▶ _Schriftliche Anweisung_
Gib aus den folgenden Einträgen die Zeilen von der Zeile mit „A point falls on each instance of the white track“ bis einschließlich der letzten Zeile der Einträge unverändert aus.

Einträge zur Punktplatzierung:
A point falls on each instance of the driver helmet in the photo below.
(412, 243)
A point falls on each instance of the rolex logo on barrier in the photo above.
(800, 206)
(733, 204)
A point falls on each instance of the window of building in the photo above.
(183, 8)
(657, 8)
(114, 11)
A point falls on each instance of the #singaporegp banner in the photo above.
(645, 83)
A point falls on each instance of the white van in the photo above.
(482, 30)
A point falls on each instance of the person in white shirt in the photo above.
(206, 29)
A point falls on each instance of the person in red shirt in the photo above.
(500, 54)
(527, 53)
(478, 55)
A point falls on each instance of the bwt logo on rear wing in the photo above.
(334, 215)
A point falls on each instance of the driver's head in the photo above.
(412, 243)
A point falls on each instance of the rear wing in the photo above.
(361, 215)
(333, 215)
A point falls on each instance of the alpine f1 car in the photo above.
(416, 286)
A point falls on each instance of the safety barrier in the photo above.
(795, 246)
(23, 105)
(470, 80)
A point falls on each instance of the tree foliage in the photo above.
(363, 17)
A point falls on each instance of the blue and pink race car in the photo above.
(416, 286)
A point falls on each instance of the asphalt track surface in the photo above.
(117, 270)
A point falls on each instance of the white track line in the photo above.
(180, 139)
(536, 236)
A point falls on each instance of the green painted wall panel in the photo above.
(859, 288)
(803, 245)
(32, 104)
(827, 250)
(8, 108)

▶ _Schriftliche Antwort_
A point falls on each instance of the white track line in the photo above.
(180, 139)
(536, 236)
A point falls on each instance of the green painted wall panel in the photo above.
(859, 288)
(803, 245)
(32, 104)
(827, 250)
(8, 108)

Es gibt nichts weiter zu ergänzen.